# About this task
Pick up the passage on xylan arabinosylation in wheat and Arabidopsis after its final line and carry it on.

*** Excerpted text ***

Changing the biosynthesis machinery that is required for the decoration of xylan by introducing genes characteristic for grasses into Arabidopsis provides a powerful approach for understanding gene function. The results also indicate potential applications; neither the Arabidopsis transgenics expressing wheat TaXAT2 in gux mutants (where we began to convert the usual dicot GX to AX) nor the wheat transgenics with drastically altered arabinosylation and solubility of AX, showed obvious effects on growth or development. This finding demonstrates the plasticity of xylan structure in planta. We have demonstrated a profound alteration of the properties of AX by manipulation of TaXAT1 in wheat flour, changing soluble fiber to insoluble fiber, so manipulation of GT61 activity promises to allow tailoring of AX biosynthesis to specific end-uses of cereal grain. Manipulation of GT61 genes could also provide a route to improve the digestibility of the vast quantities of lignocellulosic material from grass crops available for biofuel and animal nutrition.

Materials and Methods

Details of plant material, reagents, PCR primers, quantitative RT-PCR, and localization experiments are described in SI Materials and Methods and Table S3.

Phylogenetic Analysis.

*** End of Excerpted text ***
*** Information shown ***

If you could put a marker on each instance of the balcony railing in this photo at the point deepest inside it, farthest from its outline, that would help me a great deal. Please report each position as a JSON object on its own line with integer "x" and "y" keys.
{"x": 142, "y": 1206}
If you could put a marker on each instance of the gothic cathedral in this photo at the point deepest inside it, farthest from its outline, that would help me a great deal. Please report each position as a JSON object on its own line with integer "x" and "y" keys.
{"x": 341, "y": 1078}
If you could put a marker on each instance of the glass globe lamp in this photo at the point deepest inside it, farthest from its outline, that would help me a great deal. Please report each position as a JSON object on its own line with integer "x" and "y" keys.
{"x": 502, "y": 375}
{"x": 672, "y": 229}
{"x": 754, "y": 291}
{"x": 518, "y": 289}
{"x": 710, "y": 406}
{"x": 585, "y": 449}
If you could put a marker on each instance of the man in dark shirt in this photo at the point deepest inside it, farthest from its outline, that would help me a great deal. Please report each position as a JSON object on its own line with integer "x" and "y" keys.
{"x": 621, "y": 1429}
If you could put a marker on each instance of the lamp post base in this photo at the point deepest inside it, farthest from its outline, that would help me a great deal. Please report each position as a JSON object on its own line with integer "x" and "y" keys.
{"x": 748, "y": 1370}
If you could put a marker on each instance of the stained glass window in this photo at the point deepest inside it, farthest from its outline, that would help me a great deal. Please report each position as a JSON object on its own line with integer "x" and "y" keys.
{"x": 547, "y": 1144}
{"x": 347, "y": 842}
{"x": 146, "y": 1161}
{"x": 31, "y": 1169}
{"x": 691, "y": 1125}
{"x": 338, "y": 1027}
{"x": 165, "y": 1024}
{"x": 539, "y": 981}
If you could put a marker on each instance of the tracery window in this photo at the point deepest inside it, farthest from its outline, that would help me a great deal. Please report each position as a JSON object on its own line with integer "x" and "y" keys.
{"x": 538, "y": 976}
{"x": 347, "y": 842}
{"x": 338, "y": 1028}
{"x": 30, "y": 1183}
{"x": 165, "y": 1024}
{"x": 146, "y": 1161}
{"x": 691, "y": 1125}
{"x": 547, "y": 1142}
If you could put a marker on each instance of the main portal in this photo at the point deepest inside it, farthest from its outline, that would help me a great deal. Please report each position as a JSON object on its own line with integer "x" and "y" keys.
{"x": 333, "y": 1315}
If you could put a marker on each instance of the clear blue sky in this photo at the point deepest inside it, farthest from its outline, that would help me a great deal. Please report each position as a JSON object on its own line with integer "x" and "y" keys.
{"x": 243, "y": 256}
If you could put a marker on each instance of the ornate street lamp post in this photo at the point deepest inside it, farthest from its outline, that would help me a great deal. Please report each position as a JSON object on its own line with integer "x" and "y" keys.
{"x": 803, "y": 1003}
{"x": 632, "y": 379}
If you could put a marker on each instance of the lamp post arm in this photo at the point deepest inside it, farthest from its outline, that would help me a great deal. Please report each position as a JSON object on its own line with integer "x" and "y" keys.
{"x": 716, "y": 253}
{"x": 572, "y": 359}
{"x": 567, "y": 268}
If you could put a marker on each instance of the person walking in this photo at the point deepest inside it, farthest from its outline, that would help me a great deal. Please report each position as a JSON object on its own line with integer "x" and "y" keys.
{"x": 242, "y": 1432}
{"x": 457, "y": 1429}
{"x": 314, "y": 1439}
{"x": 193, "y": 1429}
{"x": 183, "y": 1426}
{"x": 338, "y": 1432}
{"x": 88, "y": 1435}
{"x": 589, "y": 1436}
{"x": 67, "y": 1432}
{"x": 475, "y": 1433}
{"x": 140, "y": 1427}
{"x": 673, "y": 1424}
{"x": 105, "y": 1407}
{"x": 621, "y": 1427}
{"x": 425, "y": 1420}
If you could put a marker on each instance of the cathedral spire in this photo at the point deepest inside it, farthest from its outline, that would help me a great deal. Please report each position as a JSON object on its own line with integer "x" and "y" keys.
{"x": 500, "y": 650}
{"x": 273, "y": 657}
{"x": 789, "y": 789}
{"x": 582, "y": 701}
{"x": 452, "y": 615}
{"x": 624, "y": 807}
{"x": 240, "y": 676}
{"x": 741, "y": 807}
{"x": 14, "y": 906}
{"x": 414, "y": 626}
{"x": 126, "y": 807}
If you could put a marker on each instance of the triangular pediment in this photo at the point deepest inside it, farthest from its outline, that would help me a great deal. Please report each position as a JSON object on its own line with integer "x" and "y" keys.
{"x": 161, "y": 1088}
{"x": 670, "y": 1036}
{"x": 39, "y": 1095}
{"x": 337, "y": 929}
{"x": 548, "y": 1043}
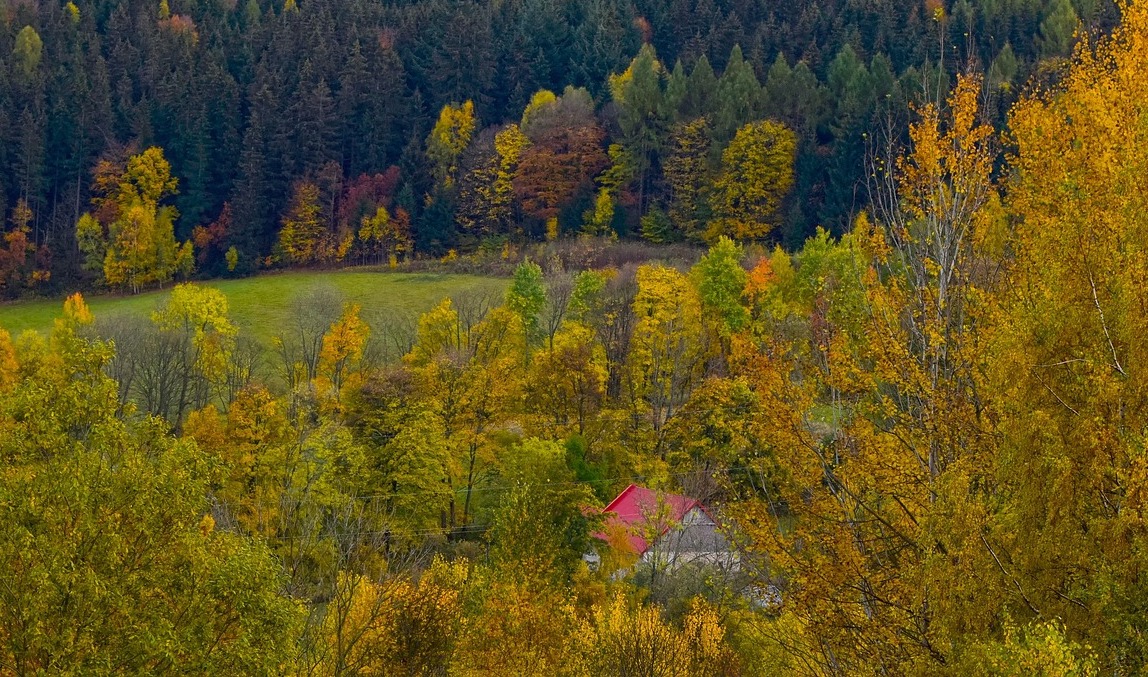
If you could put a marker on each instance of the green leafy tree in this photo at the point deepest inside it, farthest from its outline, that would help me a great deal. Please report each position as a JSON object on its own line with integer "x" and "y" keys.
{"x": 757, "y": 174}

*** End of Information shown ***

# Task answer
Substitutions and indels in GT61 coding DNA sequences were modeled with a maximum likelihood approach to generate the phylogenetic tree. Details are given in SI Materials and Methods.

Construct Preparation and Generation of Transgenic Material.

The TaXAT2 and TaXAT1 full-length cDNA molecules were cloned from wheat var. Cadenza endosperm cDNA and sequenced (European Molecular Biology Laboratory accessions nos. FR873610.1 and FR846232.1, respectively). The TaXAT1 RNAi construct with the starchy endosperm-specific HMW1Dx5 promoter was created, wheat plants transformed and zygosity tested as described in ref. 20 and SI Materials and Methods. Homozygous and azygous (null segregants, used as within-line controls) T2 plants from five independent lines were grown in a statistical design and white flour samples were derived from mature T3 seed, as described in SI Materials and Methods.

The pIRX9::TaXAT2-myc construct was comprised of intergenic regions from IRX9 to drive expression, the TaXAT2 coding sequence and Myc tag. Construct preparation, Arabidopsis transformation and Western blotting analysis are described in SI Materials and Methods.

Analyses of Wheat Endosperm Cell Wall Composition.

Preparation of endosperm cell-wall samples, enzymic digestion, and HPAEC analysis of resulting oligosaccharides were carried out following refs. 21 and 22, with modifications described in SI Materials and Methods. The amount of AX solubilized by this digestion (21) was estimated by monosaccharide analysis as described in ref. 23. Nonstarch polysaccharide from endosperm samples was prepared as described ref. 23 and used for monosaccharide and ¹H-NMR analyses, as described in ref. 23 and SI Materials and Methods, respectively.

Analyses of Arabidopsis Xylan.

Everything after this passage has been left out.